WHAT THE TASK REQUIRES
Count the lines in the records below that contain the string "refrigerator", matching case exactly, and give only that number.

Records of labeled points
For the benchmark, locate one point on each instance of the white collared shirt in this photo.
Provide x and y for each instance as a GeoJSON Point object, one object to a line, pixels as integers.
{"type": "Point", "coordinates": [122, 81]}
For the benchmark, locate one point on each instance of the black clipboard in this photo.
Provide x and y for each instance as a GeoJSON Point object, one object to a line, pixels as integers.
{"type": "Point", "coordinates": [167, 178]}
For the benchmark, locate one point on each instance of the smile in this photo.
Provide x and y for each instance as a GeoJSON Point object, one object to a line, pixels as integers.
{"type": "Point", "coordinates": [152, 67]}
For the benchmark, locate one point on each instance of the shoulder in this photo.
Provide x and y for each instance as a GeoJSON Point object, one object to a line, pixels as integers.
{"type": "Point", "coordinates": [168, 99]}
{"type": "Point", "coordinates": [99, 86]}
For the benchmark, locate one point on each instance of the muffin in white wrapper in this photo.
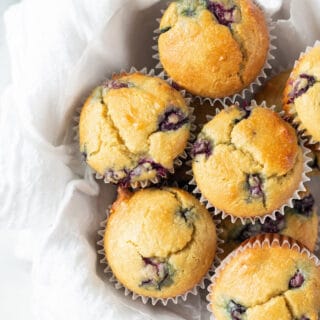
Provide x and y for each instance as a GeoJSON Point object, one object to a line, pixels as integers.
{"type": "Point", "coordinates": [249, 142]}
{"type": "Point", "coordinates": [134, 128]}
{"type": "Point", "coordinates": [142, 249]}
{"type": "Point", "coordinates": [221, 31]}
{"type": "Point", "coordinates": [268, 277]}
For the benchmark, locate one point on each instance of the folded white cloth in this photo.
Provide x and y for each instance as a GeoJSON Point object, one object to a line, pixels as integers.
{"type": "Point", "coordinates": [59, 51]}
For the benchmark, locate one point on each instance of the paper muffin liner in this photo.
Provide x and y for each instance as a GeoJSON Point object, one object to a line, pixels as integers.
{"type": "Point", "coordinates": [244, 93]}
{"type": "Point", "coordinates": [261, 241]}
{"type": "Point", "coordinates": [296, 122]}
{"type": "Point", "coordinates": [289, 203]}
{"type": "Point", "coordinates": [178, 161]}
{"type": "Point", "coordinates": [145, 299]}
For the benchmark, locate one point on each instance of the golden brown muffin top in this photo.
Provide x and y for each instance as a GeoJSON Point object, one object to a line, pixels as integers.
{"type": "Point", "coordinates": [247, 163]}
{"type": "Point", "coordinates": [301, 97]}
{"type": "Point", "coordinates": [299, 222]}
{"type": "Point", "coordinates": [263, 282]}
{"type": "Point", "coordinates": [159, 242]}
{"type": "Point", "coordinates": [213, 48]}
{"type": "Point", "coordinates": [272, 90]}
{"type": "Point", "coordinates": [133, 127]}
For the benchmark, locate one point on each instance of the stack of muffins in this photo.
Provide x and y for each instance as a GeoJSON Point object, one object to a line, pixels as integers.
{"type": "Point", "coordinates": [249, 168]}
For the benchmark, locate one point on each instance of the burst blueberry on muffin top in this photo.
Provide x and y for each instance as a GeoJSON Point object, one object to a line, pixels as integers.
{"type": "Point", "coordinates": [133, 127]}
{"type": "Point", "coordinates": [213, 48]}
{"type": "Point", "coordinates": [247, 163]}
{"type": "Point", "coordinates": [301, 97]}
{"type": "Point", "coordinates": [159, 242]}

...

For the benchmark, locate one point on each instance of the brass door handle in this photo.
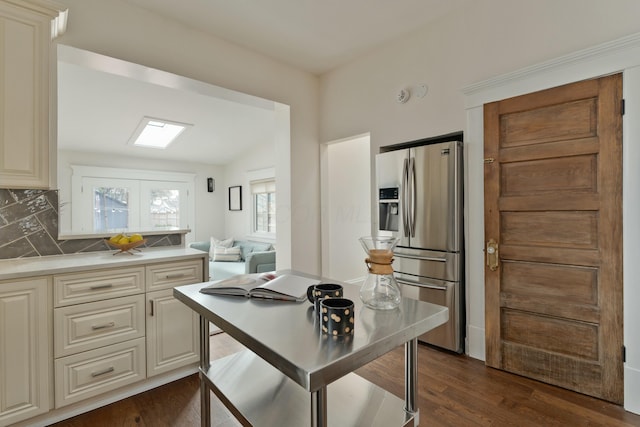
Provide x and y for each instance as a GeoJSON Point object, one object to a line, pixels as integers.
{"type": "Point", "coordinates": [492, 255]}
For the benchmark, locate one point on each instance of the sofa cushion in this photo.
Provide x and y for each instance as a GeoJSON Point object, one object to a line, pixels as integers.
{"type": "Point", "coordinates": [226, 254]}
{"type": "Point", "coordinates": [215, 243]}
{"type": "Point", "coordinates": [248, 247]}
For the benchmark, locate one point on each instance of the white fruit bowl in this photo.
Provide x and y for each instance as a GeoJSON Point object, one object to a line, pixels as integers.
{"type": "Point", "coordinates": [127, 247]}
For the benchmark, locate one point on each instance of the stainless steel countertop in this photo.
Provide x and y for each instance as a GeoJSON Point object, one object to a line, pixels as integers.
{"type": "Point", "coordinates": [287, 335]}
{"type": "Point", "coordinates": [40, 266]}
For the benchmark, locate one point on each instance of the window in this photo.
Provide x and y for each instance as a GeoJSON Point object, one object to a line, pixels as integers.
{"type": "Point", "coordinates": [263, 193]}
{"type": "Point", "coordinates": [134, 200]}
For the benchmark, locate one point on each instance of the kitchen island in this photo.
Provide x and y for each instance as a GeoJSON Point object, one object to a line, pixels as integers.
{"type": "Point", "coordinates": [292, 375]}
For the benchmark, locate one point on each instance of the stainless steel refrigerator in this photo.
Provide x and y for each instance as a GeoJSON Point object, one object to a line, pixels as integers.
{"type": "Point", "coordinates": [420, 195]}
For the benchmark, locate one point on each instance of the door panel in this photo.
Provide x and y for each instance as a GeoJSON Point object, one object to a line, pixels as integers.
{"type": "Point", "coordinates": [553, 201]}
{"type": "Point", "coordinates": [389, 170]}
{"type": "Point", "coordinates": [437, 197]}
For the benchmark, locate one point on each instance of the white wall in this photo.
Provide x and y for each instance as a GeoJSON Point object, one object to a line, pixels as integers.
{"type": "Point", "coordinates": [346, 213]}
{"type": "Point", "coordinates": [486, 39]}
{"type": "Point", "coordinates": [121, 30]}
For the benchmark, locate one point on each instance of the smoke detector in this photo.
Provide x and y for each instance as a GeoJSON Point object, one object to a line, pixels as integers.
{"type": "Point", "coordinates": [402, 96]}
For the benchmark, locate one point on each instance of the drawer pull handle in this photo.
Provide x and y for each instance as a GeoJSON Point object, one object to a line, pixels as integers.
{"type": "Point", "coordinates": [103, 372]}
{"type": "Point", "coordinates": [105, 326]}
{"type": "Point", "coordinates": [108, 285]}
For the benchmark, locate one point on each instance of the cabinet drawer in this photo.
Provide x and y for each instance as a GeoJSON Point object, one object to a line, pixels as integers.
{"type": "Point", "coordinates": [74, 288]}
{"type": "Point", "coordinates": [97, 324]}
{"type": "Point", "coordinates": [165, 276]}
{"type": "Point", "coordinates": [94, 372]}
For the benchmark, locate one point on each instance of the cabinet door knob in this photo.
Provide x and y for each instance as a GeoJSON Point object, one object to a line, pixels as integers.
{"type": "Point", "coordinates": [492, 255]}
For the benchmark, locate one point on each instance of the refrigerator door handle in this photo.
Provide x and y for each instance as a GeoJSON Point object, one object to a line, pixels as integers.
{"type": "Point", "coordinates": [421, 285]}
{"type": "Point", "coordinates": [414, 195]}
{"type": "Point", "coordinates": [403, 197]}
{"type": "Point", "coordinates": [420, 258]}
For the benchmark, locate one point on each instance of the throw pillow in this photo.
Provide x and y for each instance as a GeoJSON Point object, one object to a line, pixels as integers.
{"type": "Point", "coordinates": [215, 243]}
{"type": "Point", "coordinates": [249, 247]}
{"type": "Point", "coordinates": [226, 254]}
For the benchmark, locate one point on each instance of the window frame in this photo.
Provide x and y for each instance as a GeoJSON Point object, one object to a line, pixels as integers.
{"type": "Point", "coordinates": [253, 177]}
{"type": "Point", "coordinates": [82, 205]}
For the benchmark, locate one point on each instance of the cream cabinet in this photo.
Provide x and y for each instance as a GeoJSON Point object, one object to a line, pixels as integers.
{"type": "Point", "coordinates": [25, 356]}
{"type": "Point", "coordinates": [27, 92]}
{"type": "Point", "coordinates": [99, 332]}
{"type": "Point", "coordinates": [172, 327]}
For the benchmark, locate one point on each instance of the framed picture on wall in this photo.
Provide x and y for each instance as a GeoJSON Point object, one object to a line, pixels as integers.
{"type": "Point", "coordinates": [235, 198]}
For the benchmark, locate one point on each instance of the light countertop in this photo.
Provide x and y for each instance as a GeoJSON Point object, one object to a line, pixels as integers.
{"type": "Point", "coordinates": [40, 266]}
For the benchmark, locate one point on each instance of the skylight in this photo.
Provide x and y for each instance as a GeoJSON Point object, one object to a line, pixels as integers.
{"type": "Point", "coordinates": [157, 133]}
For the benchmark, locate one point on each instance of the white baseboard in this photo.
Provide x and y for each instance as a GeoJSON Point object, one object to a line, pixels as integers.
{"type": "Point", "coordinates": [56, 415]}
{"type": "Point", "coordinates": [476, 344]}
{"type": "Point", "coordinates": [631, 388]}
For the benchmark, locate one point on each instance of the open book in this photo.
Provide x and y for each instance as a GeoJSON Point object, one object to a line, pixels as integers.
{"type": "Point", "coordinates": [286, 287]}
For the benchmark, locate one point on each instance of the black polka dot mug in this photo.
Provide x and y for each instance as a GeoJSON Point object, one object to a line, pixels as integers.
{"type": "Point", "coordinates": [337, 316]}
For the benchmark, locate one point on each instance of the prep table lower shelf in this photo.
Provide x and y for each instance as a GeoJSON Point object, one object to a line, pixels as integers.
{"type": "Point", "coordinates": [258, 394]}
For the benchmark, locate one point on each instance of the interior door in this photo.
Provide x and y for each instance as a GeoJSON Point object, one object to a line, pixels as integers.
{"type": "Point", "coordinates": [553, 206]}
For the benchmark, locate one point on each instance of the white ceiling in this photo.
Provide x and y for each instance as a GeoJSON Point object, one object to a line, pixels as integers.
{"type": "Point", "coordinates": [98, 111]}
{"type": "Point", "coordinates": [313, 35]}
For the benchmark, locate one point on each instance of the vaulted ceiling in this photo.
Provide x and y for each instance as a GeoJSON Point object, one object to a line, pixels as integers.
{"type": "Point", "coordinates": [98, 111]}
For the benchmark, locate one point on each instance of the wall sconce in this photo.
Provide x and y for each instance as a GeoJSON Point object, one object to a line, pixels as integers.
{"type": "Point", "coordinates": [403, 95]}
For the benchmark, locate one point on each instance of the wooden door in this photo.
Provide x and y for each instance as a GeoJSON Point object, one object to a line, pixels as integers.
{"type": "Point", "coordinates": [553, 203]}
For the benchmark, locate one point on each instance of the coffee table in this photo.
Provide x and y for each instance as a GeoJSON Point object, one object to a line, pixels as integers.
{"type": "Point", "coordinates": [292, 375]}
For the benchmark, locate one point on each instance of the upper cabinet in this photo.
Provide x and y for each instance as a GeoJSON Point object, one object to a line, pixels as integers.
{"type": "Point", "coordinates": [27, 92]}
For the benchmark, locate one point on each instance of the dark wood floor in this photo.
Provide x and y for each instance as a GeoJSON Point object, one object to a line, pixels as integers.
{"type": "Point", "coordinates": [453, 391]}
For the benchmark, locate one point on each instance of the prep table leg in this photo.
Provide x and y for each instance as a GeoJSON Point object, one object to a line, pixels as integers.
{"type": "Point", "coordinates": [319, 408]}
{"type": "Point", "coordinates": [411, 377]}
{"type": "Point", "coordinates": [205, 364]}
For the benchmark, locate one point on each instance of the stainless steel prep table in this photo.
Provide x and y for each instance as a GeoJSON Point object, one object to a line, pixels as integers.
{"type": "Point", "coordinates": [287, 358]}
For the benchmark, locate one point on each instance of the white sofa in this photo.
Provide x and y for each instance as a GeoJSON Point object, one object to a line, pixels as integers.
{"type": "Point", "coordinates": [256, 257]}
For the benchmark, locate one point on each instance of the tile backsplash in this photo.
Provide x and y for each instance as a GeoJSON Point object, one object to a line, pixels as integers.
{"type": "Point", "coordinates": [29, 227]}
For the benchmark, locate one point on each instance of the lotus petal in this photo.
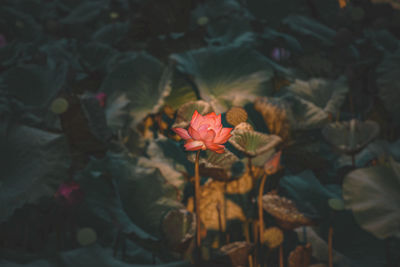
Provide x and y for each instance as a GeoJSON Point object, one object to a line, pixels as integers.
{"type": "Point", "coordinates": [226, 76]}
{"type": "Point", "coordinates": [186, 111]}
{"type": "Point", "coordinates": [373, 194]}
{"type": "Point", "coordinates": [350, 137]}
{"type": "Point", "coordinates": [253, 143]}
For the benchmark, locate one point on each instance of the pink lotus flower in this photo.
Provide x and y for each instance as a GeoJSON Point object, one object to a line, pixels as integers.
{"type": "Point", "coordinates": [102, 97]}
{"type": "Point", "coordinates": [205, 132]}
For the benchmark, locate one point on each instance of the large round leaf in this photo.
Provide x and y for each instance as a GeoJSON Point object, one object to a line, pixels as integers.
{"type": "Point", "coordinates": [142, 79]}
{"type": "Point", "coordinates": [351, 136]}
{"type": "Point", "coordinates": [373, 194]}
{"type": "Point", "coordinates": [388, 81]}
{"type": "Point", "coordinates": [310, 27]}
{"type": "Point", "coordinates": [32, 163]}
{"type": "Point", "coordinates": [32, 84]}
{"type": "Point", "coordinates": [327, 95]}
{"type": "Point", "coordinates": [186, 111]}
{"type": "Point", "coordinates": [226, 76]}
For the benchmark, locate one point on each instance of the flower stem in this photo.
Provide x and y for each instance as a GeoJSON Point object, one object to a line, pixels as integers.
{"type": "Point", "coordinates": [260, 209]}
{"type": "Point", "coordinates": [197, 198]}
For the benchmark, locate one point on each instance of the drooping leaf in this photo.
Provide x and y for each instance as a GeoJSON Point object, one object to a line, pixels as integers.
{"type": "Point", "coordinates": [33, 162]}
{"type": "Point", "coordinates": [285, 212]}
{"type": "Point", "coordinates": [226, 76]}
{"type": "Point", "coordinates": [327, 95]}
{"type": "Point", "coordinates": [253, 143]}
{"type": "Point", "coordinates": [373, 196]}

* * *

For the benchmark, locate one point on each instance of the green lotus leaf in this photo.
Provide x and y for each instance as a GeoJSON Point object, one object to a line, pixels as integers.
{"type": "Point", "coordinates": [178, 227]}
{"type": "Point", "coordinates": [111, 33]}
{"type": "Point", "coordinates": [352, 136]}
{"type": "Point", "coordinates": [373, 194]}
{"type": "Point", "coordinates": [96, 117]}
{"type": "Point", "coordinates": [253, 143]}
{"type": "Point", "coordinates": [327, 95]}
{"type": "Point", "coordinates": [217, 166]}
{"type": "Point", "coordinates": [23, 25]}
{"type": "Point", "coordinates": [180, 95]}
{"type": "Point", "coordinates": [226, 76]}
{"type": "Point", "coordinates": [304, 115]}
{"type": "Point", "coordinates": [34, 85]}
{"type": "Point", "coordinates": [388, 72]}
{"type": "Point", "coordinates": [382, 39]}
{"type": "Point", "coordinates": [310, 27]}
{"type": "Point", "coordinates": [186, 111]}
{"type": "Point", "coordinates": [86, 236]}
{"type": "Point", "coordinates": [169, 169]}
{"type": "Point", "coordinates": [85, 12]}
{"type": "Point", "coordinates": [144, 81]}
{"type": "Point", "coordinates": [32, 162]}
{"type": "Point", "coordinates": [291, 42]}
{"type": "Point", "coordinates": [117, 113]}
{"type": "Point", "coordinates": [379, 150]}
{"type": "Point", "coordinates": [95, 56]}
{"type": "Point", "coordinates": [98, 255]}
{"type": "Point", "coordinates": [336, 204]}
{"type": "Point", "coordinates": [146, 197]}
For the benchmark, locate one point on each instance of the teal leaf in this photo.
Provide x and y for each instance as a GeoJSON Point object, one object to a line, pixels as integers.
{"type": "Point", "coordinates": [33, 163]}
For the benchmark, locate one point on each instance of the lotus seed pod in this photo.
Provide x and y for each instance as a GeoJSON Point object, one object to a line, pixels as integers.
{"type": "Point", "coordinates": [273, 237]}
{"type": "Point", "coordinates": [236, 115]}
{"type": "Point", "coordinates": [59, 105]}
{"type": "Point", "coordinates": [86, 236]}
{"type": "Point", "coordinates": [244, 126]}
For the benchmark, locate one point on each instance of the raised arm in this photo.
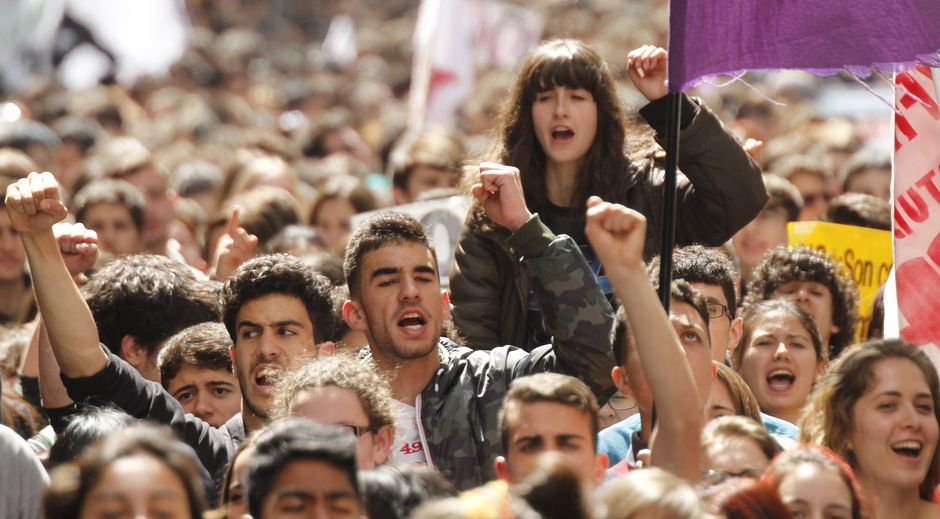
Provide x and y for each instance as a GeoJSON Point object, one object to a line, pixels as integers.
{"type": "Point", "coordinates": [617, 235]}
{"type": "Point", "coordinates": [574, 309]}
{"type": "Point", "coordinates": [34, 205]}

EXERCISE OUTPUT
2